[Stored records]

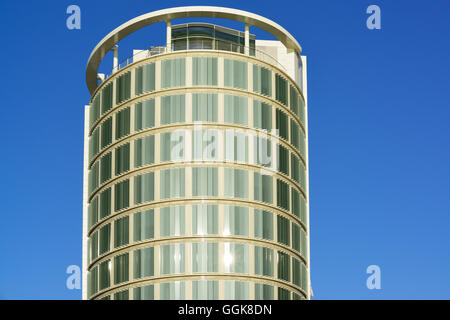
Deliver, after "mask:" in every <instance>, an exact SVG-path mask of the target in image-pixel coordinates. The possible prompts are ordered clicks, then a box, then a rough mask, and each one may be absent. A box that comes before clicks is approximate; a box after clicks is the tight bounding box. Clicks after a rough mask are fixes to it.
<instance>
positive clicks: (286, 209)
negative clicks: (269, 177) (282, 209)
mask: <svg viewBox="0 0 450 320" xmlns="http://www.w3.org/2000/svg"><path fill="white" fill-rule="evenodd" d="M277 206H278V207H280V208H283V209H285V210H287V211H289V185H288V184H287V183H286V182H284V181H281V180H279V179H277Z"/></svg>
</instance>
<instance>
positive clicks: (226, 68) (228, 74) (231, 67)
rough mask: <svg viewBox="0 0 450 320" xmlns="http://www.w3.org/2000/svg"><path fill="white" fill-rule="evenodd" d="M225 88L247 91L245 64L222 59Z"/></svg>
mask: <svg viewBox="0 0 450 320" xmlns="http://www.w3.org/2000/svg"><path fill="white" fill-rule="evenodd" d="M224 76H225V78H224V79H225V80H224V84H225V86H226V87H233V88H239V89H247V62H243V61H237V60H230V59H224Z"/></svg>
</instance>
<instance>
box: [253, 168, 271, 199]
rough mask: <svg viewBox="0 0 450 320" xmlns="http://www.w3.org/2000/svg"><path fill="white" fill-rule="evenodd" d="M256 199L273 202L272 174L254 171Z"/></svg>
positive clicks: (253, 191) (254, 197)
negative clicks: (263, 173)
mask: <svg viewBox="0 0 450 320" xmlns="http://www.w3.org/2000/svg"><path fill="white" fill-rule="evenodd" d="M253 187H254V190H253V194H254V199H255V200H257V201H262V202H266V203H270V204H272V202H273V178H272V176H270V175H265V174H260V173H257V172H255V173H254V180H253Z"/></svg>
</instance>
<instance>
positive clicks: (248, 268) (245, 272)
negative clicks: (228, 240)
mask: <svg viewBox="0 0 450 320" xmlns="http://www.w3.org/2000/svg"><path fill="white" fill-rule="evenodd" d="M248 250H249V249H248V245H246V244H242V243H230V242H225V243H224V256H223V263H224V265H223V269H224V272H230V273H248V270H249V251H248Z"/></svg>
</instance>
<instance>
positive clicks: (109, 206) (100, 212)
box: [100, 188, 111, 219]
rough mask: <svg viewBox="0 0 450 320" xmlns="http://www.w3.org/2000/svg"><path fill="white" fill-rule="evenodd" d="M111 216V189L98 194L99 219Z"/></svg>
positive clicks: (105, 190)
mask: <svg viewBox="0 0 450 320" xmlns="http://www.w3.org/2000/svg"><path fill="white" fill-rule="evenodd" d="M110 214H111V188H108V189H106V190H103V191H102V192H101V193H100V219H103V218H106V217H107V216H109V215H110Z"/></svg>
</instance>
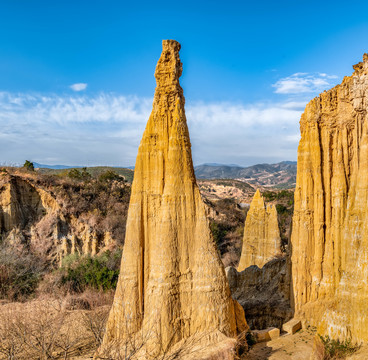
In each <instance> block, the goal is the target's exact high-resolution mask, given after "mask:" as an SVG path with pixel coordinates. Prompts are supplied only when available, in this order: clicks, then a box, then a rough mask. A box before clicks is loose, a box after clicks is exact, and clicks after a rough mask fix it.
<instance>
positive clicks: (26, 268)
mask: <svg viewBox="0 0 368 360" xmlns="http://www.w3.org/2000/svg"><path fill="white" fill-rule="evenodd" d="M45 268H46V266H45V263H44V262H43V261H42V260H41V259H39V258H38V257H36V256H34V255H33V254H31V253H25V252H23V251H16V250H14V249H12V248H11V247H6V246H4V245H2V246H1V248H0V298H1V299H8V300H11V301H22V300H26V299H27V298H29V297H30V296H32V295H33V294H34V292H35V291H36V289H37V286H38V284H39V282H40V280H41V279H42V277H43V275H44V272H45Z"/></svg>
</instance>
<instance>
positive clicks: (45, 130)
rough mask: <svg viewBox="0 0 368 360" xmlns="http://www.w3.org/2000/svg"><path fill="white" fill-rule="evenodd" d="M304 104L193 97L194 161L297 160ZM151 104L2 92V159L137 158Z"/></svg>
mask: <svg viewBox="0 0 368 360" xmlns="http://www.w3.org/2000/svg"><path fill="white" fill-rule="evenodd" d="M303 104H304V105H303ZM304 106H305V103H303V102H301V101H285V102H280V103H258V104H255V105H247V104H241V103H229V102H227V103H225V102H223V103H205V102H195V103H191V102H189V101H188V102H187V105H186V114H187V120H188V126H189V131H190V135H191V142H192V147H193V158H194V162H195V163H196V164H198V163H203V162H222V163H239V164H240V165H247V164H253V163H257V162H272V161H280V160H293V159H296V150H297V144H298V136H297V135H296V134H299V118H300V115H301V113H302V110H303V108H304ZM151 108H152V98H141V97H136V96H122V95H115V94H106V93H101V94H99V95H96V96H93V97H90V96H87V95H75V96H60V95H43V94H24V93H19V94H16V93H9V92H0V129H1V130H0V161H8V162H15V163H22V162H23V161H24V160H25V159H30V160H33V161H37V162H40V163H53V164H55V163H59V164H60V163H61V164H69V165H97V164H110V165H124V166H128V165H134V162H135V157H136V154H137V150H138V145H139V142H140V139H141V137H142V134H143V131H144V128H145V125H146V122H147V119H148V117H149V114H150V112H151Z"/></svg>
---
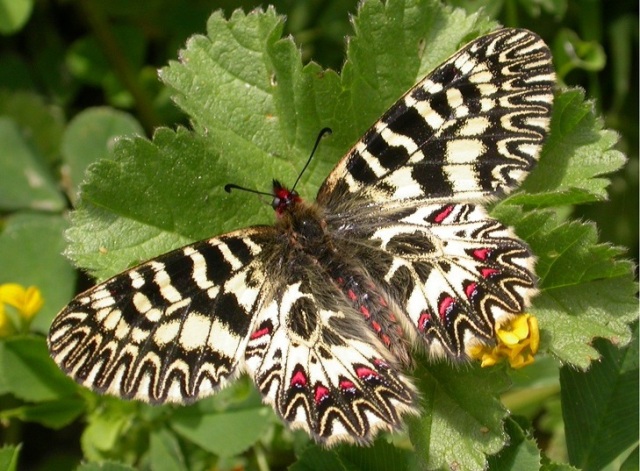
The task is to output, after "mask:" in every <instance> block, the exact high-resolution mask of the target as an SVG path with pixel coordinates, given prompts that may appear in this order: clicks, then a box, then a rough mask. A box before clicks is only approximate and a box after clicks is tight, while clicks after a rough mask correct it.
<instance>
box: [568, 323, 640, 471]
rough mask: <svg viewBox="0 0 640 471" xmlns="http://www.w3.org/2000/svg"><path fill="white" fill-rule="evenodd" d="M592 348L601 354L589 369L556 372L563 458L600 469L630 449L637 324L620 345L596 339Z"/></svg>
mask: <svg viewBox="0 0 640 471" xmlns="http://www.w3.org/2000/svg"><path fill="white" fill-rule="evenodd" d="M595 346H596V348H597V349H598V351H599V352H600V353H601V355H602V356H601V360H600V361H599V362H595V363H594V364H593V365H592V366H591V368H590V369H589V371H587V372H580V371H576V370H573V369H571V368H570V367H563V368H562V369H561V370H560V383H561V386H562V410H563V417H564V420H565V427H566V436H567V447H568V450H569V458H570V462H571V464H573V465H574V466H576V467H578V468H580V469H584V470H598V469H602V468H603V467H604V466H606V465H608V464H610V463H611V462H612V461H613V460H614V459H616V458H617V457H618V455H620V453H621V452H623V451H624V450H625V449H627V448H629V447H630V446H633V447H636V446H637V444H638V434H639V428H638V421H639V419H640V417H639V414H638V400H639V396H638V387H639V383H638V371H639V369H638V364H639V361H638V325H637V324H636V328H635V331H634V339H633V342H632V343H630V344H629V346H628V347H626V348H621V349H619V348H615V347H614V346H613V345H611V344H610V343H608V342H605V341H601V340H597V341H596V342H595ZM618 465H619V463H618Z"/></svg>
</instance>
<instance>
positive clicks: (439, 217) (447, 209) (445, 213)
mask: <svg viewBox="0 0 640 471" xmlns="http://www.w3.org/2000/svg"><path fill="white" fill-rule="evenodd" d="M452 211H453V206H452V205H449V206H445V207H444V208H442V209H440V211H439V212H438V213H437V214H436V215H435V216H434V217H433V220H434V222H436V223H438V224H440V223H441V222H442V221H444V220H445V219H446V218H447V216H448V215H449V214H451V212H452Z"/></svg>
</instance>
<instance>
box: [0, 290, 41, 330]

What you should do
Every line above from the line with "negative clicks: (269, 177) (282, 209)" to the line with "box: [253, 168, 271, 199]" is wanted, ends included; write them out exactly and add no other line.

Solution to the problem
negative clicks: (269, 177) (282, 209)
mask: <svg viewBox="0 0 450 320" xmlns="http://www.w3.org/2000/svg"><path fill="white" fill-rule="evenodd" d="M277 206H278V207H280V208H283V209H285V210H287V211H289V185H288V184H287V183H286V182H284V181H281V180H279V179H277Z"/></svg>
</instance>
<instance>
positive clicks: (226, 68) (228, 74) (231, 67)
rough mask: <svg viewBox="0 0 450 320" xmlns="http://www.w3.org/2000/svg"><path fill="white" fill-rule="evenodd" d="M225 88L247 91L245 64L222 59Z"/></svg>
mask: <svg viewBox="0 0 450 320" xmlns="http://www.w3.org/2000/svg"><path fill="white" fill-rule="evenodd" d="M224 76H225V78H224V79H225V80H224V84H225V86H226V87H233V88H239V89H247V62H243V61H237V60H230V59H224Z"/></svg>
</instance>
<instance>
box: [253, 168, 271, 199]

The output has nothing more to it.